The required output is the stretch from the line containing "TARGET: the white baseboard trim" through the line containing "TARGET: the brown wing" in the records below, unaltered and with no pictures.

Point-per-instance localization data
◇ ◇ ◇ ◇
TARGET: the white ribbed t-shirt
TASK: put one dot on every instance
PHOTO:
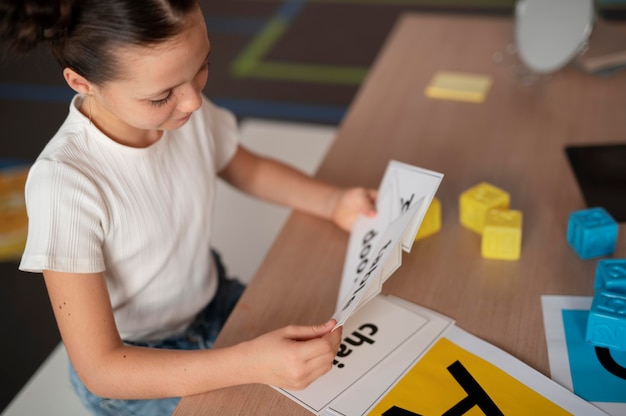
(140, 215)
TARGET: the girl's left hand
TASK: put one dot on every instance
(352, 203)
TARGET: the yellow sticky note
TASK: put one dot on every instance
(459, 86)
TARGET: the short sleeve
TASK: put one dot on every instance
(225, 131)
(66, 220)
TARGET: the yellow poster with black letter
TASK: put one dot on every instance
(451, 380)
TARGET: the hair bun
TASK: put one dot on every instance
(25, 24)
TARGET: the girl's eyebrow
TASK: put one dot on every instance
(166, 90)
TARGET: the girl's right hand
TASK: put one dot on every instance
(294, 356)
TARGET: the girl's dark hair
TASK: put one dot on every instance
(82, 34)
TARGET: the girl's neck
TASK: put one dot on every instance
(115, 130)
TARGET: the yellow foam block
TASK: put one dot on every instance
(502, 236)
(431, 223)
(477, 201)
(459, 86)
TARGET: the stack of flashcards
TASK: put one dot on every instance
(376, 244)
(397, 358)
(459, 86)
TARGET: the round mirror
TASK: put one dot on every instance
(550, 33)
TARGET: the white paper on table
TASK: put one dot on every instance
(368, 390)
(389, 240)
(397, 323)
(362, 397)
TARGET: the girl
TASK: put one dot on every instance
(120, 204)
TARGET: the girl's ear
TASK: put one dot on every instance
(78, 83)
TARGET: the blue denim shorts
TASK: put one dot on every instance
(200, 334)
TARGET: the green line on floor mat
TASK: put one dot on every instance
(311, 73)
(248, 60)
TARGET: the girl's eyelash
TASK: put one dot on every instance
(162, 101)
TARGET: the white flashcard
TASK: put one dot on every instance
(370, 338)
(366, 232)
(373, 270)
(410, 184)
(403, 188)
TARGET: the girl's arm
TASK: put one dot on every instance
(276, 182)
(290, 357)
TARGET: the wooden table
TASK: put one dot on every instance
(514, 140)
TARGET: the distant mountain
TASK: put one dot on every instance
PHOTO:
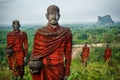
(105, 20)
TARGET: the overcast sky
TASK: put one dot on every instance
(33, 11)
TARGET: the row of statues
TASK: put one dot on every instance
(52, 46)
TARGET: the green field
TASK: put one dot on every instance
(97, 69)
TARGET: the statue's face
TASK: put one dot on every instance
(53, 17)
(16, 25)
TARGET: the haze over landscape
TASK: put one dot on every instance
(33, 11)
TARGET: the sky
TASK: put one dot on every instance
(72, 11)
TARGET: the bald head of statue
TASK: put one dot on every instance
(16, 25)
(53, 14)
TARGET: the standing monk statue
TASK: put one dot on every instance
(53, 45)
(107, 54)
(18, 42)
(85, 54)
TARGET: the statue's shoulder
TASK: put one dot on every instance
(10, 33)
(64, 28)
(41, 30)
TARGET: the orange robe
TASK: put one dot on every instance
(107, 54)
(18, 42)
(85, 53)
(58, 42)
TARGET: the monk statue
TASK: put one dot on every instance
(107, 53)
(53, 45)
(85, 54)
(18, 42)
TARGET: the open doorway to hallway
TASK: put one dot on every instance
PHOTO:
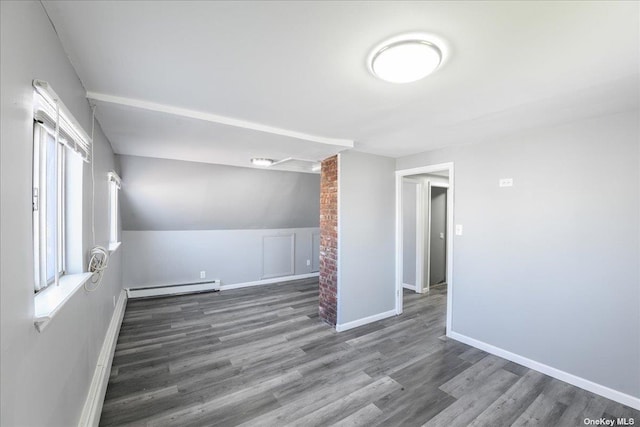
(424, 230)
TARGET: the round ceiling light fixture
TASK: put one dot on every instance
(262, 162)
(405, 59)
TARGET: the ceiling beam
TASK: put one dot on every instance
(214, 118)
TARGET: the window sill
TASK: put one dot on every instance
(49, 301)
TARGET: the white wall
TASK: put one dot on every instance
(409, 231)
(153, 258)
(536, 272)
(45, 376)
(366, 241)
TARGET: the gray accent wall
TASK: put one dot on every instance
(155, 258)
(160, 194)
(237, 224)
(45, 376)
(536, 273)
(366, 235)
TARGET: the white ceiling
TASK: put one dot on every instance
(222, 82)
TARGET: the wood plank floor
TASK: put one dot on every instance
(261, 357)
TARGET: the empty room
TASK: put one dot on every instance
(319, 213)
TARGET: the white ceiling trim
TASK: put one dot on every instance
(214, 118)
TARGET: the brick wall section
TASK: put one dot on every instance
(328, 306)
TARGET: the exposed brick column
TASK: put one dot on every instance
(328, 306)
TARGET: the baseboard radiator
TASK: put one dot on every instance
(166, 290)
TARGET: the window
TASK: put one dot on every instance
(114, 189)
(59, 146)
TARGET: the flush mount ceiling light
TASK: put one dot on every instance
(405, 59)
(259, 161)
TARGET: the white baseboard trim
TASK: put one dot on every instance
(164, 290)
(583, 383)
(92, 409)
(365, 320)
(268, 281)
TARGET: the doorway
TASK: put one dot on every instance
(424, 230)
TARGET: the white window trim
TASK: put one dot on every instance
(50, 299)
(115, 183)
(51, 116)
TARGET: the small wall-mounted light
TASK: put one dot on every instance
(262, 162)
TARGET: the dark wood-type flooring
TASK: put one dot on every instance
(261, 357)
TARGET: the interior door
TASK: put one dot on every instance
(438, 237)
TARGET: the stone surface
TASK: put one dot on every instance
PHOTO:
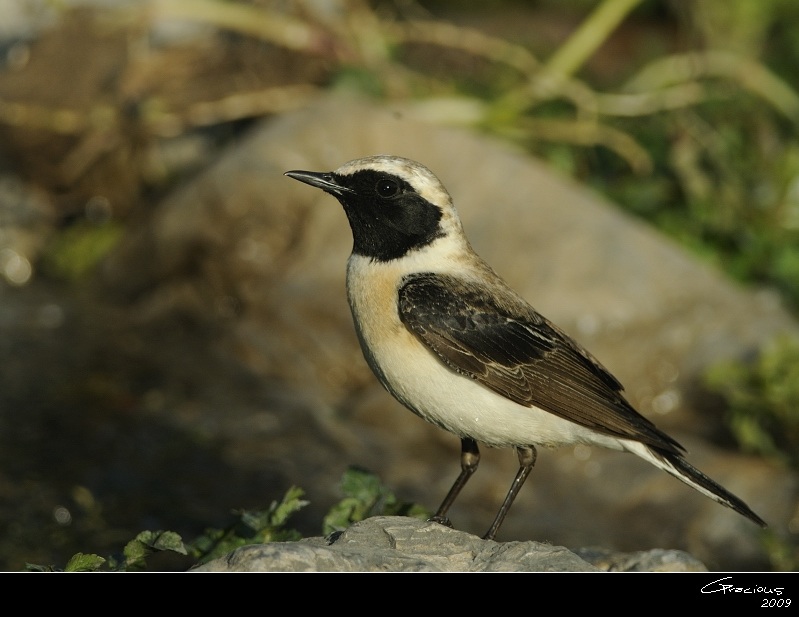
(647, 310)
(401, 544)
(217, 365)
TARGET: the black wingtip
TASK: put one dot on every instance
(691, 475)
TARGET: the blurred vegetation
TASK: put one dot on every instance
(364, 496)
(684, 113)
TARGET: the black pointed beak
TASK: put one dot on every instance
(321, 180)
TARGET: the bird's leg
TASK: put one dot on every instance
(470, 459)
(527, 456)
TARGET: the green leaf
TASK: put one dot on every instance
(81, 562)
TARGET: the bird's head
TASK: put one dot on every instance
(394, 205)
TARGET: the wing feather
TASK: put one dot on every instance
(501, 342)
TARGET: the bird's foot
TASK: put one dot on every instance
(441, 520)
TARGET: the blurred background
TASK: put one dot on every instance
(144, 383)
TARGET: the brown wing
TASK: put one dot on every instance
(514, 351)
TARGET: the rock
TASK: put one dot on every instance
(402, 544)
(266, 256)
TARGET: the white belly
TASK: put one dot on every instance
(419, 380)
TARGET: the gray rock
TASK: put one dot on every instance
(264, 257)
(401, 544)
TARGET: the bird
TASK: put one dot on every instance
(455, 344)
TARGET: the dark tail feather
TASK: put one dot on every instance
(677, 466)
(695, 478)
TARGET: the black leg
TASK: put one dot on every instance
(470, 459)
(526, 461)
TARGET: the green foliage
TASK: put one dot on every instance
(366, 496)
(251, 527)
(76, 250)
(763, 399)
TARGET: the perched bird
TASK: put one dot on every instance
(457, 346)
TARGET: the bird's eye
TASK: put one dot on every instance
(387, 188)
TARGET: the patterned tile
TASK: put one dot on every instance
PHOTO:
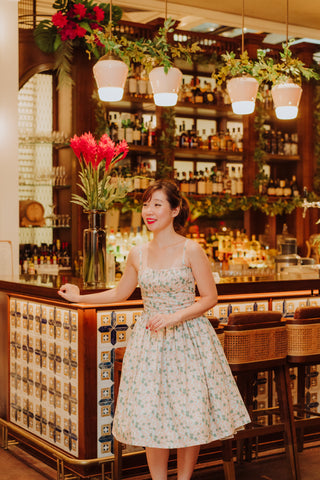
(44, 372)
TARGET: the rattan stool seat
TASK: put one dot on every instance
(255, 342)
(303, 352)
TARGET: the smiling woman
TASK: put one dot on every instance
(156, 389)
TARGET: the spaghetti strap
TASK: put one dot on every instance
(184, 252)
(140, 257)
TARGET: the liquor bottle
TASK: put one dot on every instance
(223, 143)
(294, 144)
(271, 188)
(184, 185)
(205, 141)
(193, 139)
(287, 191)
(192, 183)
(213, 178)
(219, 182)
(151, 134)
(114, 129)
(214, 142)
(137, 131)
(294, 187)
(184, 143)
(129, 131)
(201, 185)
(229, 141)
(239, 182)
(239, 146)
(143, 135)
(208, 95)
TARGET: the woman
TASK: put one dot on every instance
(176, 390)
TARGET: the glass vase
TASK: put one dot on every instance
(94, 250)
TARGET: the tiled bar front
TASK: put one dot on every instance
(61, 364)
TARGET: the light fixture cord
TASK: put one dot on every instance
(110, 18)
(242, 28)
(287, 22)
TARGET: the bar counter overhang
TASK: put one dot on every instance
(57, 359)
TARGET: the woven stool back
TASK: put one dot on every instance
(253, 338)
(219, 329)
(304, 335)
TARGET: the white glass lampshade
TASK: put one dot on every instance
(243, 107)
(165, 86)
(110, 75)
(286, 99)
(242, 92)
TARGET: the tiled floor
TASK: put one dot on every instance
(15, 464)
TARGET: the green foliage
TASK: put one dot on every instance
(147, 52)
(166, 144)
(219, 206)
(234, 67)
(316, 178)
(269, 71)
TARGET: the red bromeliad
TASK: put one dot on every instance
(96, 162)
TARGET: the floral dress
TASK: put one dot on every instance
(176, 387)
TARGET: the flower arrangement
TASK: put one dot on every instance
(101, 187)
(68, 28)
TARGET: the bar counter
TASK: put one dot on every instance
(57, 359)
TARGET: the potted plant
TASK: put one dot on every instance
(68, 29)
(286, 79)
(240, 77)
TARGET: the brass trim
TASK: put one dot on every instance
(60, 457)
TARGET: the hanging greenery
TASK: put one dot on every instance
(259, 155)
(316, 116)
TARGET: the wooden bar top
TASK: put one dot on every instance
(46, 286)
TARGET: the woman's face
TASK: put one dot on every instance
(157, 213)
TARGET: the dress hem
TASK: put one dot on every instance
(184, 445)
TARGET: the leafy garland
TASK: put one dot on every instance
(166, 144)
(316, 178)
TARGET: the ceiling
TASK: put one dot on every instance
(207, 15)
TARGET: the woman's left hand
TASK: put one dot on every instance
(161, 320)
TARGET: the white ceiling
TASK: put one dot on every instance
(259, 15)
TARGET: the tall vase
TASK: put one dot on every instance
(94, 250)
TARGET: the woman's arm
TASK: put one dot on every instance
(202, 273)
(121, 292)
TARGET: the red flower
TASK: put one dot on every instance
(80, 31)
(122, 149)
(80, 9)
(85, 148)
(99, 13)
(59, 20)
(106, 150)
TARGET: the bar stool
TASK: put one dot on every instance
(117, 446)
(256, 342)
(303, 352)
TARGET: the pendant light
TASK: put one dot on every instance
(286, 95)
(165, 85)
(242, 90)
(110, 74)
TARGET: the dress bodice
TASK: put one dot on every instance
(168, 289)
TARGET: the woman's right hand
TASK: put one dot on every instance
(70, 292)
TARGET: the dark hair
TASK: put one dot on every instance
(174, 198)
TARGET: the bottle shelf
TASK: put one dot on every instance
(142, 149)
(282, 158)
(46, 226)
(208, 154)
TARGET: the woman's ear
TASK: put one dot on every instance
◇ ◇ ◇ ◇
__RESPONSE TO THIS TASK__
TARGET: the white baseboard trim
TASK: put one dot on every instance
(164, 290)
(583, 383)
(92, 409)
(365, 320)
(268, 281)
TARGET: the doorway
TASK: put one dot on every instance
(424, 230)
TARGET: the white window trim
TASK: put one dot on every instance
(50, 299)
(115, 183)
(51, 116)
TARGET: the small wall-mounted light
TASK: put one dot on every instance
(262, 162)
TARGET: the dark wood-type flooring
TASK: put one dot on every instance
(261, 357)
TARGET: the interior door
TASK: put one dot on every instance
(438, 237)
TARGET: the stone surface
TASK: put one dot on every instance
PHOTO:
(647, 310)
(401, 544)
(217, 365)
TARGET: the black wingtip
TASK: put one dot on every instance
(691, 475)
TARGET: the blurred vegetation
TASK: put one dot on every instance
(364, 496)
(684, 113)
TARGET: the black pointed beak
TASK: put one dot on every instance
(321, 180)
TARGET: the bird's leg
TASK: put one dot on every instance
(470, 459)
(527, 456)
TARGET: the green leaf
TASK: put one dot on every instance
(81, 562)
TARGET: the bird's head
TASK: put one dot on every instance
(394, 205)
TARGET: the wing feather
TASK: put one dot on every instance
(501, 342)
TARGET: the bird's foot
TASK: put one dot on every instance
(441, 520)
TARGET: the blurred background
TASK: put one dot on every instance
(144, 383)
TARGET: the brown wing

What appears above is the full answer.